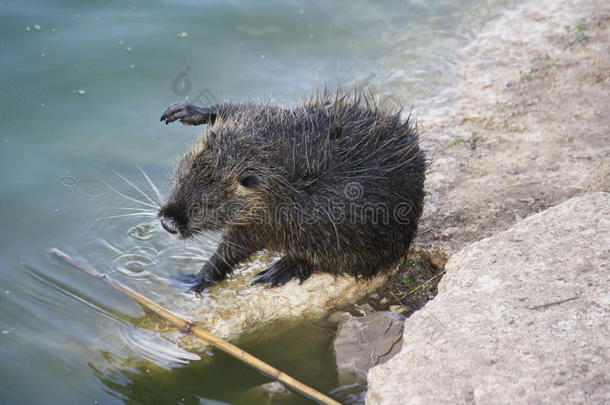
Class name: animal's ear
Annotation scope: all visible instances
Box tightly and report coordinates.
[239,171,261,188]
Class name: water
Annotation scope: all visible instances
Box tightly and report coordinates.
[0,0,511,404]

* * *

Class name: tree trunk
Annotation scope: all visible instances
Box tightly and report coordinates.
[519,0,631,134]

Given exercise:
Give the stretch from the line containing "Class name: water" through the line containing "[0,0,511,404]" again, renaming "Annotation scope" to "Labeling scope" and changing nothing else.

Correct output:
Class name: water
Labeling scope: all visible instances
Box tightly and report coordinates.
[0,0,511,404]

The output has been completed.